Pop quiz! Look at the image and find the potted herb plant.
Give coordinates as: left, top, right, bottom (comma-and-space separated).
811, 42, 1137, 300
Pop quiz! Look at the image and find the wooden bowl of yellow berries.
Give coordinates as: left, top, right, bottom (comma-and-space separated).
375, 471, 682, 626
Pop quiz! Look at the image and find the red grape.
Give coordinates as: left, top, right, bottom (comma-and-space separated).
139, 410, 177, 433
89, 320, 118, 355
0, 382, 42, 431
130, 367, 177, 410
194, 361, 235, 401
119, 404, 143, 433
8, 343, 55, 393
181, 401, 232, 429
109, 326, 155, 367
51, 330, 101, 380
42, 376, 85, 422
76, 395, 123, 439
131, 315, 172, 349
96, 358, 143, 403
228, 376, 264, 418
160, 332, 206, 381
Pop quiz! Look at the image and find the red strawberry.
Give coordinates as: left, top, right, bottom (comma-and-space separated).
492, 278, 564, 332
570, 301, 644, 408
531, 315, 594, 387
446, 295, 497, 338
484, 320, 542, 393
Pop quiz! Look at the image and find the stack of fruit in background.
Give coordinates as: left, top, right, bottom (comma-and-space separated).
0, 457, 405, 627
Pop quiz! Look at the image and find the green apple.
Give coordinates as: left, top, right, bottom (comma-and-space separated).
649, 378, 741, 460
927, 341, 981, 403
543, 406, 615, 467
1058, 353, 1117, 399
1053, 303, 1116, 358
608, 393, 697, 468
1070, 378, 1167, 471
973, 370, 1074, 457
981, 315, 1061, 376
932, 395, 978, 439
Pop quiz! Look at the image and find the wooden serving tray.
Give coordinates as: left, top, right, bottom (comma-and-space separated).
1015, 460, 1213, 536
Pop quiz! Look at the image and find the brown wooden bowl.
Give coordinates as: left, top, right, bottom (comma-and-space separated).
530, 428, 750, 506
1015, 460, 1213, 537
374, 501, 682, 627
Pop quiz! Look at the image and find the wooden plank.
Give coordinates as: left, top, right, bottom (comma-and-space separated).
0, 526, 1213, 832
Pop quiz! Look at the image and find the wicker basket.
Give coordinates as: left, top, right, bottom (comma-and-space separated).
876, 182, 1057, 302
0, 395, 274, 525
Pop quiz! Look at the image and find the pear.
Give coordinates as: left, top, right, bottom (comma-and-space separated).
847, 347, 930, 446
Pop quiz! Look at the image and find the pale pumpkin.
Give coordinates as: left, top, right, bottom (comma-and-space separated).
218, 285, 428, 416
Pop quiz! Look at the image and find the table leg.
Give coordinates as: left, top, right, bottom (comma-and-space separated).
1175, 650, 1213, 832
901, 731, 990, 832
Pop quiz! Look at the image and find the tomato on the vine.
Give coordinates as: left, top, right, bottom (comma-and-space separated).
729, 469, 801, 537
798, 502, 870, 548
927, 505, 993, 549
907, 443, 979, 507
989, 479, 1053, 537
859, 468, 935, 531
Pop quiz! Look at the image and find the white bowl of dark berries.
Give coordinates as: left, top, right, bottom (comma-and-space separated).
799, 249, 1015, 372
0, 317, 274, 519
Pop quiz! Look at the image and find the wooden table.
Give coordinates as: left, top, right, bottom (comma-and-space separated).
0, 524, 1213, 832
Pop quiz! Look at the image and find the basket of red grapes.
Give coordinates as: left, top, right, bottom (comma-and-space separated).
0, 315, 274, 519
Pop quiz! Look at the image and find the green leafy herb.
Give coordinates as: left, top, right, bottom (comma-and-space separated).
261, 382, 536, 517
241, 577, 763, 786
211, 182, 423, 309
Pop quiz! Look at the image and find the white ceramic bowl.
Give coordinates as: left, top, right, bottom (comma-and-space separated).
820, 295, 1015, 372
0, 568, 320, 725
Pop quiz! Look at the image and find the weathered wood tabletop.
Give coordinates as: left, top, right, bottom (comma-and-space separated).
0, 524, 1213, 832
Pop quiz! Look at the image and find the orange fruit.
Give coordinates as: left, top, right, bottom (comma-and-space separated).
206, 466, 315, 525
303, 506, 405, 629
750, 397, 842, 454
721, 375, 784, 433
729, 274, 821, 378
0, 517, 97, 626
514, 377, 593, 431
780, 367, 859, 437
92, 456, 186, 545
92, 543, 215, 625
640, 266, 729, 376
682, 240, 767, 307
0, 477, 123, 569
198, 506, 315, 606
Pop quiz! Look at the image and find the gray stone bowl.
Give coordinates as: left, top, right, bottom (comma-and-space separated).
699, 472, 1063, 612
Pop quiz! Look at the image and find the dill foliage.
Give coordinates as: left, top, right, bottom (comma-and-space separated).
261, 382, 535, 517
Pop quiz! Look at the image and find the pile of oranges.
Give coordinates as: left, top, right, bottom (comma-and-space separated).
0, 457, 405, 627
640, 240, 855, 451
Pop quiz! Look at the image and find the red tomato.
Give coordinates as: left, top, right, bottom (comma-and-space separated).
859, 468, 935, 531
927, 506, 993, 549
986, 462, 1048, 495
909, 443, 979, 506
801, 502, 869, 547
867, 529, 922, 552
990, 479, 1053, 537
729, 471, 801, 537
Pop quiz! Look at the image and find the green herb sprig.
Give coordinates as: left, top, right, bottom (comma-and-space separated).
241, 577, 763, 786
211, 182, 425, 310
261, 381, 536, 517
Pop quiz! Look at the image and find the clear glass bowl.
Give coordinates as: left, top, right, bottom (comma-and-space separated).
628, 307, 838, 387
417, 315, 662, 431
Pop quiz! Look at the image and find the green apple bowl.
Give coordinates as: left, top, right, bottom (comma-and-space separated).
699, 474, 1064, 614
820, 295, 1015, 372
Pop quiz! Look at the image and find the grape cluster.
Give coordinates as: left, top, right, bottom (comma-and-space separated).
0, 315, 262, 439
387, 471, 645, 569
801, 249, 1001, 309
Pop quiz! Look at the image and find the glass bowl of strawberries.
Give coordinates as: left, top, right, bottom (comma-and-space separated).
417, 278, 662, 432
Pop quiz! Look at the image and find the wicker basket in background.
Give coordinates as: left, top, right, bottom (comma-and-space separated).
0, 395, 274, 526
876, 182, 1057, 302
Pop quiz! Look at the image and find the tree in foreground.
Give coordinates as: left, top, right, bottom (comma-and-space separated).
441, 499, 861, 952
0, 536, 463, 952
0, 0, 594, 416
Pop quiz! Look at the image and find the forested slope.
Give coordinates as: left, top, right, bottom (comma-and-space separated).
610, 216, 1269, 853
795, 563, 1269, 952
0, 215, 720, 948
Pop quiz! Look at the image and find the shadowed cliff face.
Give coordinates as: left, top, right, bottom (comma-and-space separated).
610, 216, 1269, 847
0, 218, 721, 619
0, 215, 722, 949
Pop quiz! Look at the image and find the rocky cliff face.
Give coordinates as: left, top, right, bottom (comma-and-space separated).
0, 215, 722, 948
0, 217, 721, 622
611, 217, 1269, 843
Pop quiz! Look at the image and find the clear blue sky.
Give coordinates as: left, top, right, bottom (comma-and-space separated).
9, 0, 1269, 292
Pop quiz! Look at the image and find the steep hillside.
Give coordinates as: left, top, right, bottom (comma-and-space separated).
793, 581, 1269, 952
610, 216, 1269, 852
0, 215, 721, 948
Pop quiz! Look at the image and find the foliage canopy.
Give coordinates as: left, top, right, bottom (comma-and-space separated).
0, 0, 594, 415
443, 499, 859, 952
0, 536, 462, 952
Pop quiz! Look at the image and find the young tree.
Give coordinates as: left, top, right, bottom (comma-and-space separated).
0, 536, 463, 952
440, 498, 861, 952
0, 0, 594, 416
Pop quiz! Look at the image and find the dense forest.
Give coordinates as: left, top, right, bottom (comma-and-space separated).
= = = = = = =
## Ejercicio propuesto
Indica cada línea de los ítems de arriba que contenga la cadena "green" y cópiala completa. Se distinguen mayúsculas y minúsculas.

## Solución
Pop quiz! Look at the image and find the green apple.
Pop quiz! Look at the image and find the green leafy herb.
Pop quiz! Look at the image and find the green herb sprig.
Pop quiz! Look at the image and find the green apple bowl.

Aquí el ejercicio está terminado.